As shown in FIG. 6, the cover plate 116 according to embodiments described above further includes a window 1161 for laser beams to enter or exit the two-dimensional scanning galvanometer device 11. In some embodiments, the window 1161 is located to the left of the center of the cover plate 116, and the side wall of the window 1161 is inclined to maximize the field of view covered by the detection laser beams after being reflected by the galvanometer chip 114.

In an embodiment, as shown in FIG. 7, the internal device in the solid-state LiDAR 1 generates a detection laser beam c, which is first received by the optical deflection device 72 and reflected to the reflector 1143 in the galvanometer chip 114. The reflector 1143 reflects the detection laser beam c and then emits it outward, thereby scanning the detection field of view. The echo laser beam d returned after being reflected by the object is first received by the reflector 1143 and deflected to the optical deflection device 72, and then deflected by the optical deflection device 72 and received by the internal device in the solid-state LiDAR 1.

The reflector 1143 in the galvanometer chip 114 achieves two-dimensional deflection by moving about a first torsion axis 1144 and a second torsion axis 1145. The detection laser beam c is first emitted toward the optical deflection device 72, deflected by the optical deflection device 72, and then emitted toward the reflector 1143. The reflector 1143 reflects the detection laser beam c and then emits it outward, covering the vertical and horizontal field of view angle ranges, thereby scanning the two-dimensional field of view. The reflector 1143 vibrates about the first torsion axis 1144 so that the detection laser beam c covers the horizontal field of view angle range, and vibrates about the second torsion axis 1145 so that the detection laser beam c covers the vertical field of view angle range. The optical path of the echo laser beam d is coaxial with the optical path of the detection laser beam c, but in opposite directions.

Both the detection laser beam c and the echo laser beam d must pass through the window 1161 on the cover plate 116, so that the detection laser beam c generated in the solid-state LiDAR 1 is emitted onto the object being measured, and finally the laser beam reflected back from the object is received by the device in the solid-state LiDAR 1. In some embodiments, the two-dimensional scanning galvanometer device 11 in the solid-state LiDAR 1 is not placed along the vertical direction, but is instead positioned at a certain angle to the vertical direction. When the position of the optical deflection device 72 in the solid-state LiDAR 1 is fixed, the window 1161 is located to the left of the center of the cover plate 116 to ensure that the reflector 1143 on the galvanometer chip 114 can receive and reflect the maximum number of laser beams, thereby expanding the two-dimensional field of view of the scan.
-.-.-
## [What is being asked]
Quote the LiDAR scanning passage between "In an embodiment, as" and "internal device in the solid-state LiDAR 1.", inclusive.

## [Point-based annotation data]
-.-.-
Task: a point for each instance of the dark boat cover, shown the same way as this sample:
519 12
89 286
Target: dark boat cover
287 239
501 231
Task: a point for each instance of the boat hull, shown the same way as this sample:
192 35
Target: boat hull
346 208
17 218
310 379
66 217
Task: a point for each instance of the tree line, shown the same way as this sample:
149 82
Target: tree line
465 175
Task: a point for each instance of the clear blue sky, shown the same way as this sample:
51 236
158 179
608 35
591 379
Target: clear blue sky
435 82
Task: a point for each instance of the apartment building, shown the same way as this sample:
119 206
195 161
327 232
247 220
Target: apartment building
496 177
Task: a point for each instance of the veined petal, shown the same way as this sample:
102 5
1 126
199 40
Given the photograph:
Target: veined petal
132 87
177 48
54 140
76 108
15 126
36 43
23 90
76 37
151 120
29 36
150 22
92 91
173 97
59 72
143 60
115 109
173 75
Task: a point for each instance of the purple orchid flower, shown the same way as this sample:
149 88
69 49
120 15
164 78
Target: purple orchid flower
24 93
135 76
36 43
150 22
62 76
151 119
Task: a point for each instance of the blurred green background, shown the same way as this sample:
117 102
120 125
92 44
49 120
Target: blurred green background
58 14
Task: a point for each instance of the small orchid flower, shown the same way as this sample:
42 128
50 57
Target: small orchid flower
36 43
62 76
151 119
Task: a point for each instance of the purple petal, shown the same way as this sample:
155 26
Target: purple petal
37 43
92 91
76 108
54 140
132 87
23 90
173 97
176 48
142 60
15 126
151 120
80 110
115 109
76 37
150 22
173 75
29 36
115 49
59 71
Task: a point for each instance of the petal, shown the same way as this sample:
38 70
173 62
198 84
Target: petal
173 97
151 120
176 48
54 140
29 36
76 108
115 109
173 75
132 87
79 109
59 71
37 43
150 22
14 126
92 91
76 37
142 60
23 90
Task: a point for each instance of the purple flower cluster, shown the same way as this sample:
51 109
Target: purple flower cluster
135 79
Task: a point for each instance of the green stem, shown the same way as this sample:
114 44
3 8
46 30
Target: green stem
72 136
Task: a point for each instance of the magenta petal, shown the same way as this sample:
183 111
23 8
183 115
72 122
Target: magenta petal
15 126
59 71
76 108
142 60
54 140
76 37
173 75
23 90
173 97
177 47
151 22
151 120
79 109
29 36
-.-.-
## [Exercise solution]
In an embodiment, as shown in FIG. 7, the internal device in the solid-state LiDAR 1 generates a detection laser beam c, which is first received by the optical deflection device 72 and reflected to the reflector 1143 in the galvanometer chip 114. The reflector 1143 reflects the detection laser beam c and then emits it outward, thereby scanning the detection field of view. The echo laser beam d returned after being reflected by the object is first received by the reflector 1143 and deflected to the optical deflection device 72, and then deflected by the optical deflection device 72 and received by the internal device in the solid-state LiDAR 1.